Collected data
/---
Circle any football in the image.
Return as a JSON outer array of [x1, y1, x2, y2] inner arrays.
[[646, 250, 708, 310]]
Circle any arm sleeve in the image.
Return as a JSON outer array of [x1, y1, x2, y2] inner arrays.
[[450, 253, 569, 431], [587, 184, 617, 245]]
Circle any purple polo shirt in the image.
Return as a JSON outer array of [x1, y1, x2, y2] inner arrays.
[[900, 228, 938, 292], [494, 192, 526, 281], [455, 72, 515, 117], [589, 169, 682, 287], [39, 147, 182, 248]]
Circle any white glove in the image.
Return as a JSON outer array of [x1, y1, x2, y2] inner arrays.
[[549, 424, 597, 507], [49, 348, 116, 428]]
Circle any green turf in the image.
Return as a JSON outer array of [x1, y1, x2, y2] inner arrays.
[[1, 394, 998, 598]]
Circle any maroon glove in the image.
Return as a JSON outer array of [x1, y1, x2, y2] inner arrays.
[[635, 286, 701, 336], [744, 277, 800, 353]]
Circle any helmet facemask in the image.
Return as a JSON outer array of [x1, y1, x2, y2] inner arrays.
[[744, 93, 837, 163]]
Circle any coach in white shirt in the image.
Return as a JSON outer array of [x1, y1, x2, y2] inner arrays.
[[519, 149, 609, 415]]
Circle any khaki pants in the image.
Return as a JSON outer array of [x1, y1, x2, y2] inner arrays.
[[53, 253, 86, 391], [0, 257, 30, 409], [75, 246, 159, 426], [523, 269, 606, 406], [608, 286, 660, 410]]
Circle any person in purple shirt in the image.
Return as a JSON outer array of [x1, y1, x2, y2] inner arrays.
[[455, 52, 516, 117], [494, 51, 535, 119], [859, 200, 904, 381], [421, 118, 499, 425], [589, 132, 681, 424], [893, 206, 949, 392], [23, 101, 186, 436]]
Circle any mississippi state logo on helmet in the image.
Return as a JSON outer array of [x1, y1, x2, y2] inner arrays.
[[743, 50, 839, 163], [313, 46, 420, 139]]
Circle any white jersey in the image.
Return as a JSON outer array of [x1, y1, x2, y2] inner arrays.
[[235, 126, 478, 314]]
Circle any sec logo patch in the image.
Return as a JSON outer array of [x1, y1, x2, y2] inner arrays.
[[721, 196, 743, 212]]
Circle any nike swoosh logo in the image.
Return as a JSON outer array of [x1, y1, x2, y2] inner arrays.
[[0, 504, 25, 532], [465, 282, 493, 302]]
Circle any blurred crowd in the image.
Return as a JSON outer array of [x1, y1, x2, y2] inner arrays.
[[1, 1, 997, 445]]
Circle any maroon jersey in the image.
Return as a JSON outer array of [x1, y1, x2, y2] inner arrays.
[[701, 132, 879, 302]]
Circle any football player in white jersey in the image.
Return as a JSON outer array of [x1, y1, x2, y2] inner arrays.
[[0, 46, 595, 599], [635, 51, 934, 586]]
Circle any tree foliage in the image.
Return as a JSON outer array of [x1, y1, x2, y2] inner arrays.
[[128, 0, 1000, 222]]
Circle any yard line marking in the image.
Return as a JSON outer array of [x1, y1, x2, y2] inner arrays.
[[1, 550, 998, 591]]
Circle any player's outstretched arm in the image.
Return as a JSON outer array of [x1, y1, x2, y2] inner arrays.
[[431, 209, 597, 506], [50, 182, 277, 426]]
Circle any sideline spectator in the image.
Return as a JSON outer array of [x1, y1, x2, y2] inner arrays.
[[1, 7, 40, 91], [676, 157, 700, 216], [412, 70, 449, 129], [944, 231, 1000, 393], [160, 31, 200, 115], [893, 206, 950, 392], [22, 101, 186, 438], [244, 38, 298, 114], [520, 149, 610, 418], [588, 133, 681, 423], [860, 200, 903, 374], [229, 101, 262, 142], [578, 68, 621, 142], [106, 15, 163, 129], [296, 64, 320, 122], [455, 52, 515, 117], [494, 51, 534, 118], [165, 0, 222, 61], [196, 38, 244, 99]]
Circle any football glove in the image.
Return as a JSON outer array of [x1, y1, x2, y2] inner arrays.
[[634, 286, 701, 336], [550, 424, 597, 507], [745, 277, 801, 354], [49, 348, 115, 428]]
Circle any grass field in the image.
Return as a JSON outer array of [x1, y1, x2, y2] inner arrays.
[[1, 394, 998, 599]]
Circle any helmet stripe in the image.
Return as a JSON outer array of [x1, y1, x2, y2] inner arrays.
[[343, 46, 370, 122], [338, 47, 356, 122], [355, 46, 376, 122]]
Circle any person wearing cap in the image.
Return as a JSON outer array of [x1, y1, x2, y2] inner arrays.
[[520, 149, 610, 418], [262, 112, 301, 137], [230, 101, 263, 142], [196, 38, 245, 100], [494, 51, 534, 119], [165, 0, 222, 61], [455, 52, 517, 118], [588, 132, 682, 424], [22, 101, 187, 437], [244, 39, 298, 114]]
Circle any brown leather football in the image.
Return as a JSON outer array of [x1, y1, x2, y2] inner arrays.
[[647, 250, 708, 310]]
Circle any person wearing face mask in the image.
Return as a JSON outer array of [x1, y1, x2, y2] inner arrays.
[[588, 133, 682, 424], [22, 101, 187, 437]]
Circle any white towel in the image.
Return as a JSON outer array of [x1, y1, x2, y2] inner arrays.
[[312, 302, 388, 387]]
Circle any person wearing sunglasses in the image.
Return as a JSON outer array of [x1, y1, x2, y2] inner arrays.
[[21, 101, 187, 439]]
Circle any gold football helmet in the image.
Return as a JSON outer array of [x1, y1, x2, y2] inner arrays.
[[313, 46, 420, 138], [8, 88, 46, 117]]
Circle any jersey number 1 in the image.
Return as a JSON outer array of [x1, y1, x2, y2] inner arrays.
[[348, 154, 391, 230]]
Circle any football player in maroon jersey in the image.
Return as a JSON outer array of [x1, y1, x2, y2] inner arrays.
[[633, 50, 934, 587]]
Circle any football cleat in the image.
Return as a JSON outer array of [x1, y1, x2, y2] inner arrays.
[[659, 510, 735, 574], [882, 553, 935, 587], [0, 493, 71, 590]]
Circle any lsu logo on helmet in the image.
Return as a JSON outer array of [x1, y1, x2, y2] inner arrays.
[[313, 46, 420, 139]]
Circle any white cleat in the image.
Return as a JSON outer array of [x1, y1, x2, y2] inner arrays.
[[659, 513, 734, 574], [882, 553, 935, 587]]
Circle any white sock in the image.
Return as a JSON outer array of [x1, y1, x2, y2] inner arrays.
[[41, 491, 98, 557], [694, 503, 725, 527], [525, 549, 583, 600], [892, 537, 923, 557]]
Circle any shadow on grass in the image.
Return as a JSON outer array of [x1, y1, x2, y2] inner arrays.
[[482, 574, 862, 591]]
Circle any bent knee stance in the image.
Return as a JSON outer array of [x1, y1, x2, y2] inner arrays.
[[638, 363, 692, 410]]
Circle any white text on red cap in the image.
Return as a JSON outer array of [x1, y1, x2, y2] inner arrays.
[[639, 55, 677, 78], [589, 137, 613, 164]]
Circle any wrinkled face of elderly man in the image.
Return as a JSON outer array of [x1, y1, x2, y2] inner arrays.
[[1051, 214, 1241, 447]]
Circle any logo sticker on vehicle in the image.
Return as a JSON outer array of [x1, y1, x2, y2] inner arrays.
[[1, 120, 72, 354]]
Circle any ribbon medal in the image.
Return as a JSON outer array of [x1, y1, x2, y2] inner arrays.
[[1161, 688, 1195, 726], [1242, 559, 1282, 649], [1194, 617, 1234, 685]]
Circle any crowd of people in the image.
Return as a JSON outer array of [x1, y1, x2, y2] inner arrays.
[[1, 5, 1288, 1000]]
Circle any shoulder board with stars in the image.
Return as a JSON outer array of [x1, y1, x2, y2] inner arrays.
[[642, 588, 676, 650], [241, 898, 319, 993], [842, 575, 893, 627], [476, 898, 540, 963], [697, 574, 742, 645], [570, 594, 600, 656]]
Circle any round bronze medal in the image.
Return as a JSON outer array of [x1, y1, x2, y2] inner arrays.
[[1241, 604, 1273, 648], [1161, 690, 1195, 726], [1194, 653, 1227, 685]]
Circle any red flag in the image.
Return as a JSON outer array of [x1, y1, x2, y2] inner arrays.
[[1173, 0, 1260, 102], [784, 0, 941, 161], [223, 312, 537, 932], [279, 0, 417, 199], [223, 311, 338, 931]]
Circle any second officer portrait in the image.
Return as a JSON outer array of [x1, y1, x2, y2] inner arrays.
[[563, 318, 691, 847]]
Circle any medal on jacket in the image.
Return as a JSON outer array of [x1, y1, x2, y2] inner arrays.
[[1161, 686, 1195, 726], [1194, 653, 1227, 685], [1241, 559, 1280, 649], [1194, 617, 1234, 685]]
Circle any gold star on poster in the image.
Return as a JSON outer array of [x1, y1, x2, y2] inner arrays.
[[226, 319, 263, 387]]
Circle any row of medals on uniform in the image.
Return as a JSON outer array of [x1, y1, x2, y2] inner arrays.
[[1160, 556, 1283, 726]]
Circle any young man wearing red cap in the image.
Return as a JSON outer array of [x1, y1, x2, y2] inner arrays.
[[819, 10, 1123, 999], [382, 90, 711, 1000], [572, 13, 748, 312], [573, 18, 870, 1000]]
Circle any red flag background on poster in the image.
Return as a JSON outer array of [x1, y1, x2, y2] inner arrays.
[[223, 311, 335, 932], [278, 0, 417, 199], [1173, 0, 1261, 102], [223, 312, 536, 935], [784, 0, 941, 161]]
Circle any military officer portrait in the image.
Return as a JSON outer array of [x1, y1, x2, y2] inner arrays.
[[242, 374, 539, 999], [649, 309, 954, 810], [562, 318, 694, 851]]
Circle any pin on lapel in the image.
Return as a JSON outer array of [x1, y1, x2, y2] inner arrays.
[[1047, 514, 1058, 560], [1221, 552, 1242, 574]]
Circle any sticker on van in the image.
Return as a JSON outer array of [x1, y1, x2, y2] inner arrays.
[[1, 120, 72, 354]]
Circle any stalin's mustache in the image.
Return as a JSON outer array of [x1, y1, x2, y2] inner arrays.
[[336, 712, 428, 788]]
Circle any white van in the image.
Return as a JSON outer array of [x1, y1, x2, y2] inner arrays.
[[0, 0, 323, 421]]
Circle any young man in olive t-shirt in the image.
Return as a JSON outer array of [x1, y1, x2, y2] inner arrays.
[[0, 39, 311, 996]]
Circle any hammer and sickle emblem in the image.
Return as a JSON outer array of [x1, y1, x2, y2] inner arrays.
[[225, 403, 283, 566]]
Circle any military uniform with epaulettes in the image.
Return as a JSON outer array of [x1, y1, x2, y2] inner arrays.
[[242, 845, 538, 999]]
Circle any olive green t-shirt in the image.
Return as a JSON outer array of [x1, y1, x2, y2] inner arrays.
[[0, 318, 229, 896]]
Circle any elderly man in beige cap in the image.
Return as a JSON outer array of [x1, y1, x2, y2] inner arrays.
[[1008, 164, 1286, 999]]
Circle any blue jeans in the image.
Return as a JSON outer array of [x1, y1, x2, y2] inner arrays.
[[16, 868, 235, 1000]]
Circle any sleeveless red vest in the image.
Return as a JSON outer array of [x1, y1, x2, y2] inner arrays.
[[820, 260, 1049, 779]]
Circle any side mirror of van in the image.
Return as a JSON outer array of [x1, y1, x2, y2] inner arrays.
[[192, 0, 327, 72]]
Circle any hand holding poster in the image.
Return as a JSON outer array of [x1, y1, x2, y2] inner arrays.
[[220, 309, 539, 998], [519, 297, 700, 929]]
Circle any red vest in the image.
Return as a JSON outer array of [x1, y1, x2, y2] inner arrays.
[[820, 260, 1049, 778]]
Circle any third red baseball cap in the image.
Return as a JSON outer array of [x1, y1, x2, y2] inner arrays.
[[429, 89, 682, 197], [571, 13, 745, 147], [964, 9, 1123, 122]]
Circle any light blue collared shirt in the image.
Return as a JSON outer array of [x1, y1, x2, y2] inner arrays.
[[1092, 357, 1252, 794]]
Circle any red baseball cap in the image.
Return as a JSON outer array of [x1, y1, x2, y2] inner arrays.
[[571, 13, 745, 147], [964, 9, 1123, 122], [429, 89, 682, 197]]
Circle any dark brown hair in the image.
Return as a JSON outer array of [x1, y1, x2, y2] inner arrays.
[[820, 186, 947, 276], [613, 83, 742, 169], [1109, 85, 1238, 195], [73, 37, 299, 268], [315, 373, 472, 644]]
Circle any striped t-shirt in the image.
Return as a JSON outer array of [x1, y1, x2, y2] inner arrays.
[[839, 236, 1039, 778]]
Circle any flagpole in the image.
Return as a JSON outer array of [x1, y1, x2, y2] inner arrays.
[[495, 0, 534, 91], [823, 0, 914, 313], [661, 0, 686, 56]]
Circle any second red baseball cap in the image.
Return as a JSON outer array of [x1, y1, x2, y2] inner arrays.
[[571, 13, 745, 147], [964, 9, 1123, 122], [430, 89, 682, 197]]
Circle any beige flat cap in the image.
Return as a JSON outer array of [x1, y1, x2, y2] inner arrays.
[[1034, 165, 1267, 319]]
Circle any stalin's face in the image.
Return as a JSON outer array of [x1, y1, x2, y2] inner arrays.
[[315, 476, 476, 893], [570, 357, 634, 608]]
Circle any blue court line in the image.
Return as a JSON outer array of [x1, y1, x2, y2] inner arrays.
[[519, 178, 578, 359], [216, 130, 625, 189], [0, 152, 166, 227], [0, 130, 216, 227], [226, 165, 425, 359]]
\---
Goal of the exercise:
Return all lines in the data that include the word "young".

Response:
Circle any young man wearing red cap in the image.
Circle any young man in olive t-shirt in the image.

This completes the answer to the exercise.